Extract provided:
Thursday, July 30, 2009

Lots of changes =)

I've heard many times about the seasons in our lives.... sometimes we think they're going to change in one way.. and then another way comes around =) I really thought our baby season was over.. and here we are at the beginning again, and I wouldn't trade it for anything in this world!

Some VERY happy brothers =)


She looks like she's smiling ... I think she knows how much littlest brother loves her!!

Boo and his baby sister

Monday, July 27, 2009

Awwwww.....


So my heart is stolen once again...... this time by a little person in pink instead of blue.......

I feel so blessed that the Lord gives us these tiny spirits to teach about him, to show them how much he loves them..so much more than we are even capable. But mostly I am thankful that the Lord lets me be a part of all of their lives... especially our newest little member =)

Entries from a pointing dataset:
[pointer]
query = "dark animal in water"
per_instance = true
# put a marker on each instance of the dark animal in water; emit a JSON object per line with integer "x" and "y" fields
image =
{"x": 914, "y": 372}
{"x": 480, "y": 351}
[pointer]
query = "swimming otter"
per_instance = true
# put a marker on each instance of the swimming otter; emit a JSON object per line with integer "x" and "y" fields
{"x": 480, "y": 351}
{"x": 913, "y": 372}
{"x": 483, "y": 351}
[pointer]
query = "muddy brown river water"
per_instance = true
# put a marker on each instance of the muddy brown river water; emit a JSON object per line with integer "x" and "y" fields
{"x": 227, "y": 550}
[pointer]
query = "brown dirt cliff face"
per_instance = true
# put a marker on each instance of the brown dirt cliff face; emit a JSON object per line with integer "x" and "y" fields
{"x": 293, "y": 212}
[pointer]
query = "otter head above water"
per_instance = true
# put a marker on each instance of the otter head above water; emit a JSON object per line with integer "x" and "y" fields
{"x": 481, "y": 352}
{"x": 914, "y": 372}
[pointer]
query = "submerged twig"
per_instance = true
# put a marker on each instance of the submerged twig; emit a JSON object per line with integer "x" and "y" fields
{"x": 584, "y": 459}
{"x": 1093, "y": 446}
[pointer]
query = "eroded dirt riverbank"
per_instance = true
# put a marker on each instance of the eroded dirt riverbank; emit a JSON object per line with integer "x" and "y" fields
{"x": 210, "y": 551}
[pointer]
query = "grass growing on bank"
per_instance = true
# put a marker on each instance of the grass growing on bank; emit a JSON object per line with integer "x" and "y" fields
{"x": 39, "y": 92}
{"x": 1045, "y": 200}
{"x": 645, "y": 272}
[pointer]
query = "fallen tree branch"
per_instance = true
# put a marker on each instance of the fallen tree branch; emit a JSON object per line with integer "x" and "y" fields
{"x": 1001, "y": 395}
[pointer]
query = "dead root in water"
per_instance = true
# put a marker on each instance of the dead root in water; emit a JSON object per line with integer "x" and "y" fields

What you have to do: In the blog post's entry dated Monday, July 27, 2009, who is said to have stolen the writer's heart this time? The records have no role in this exercise.

Final result: A little person in pink instead of blue.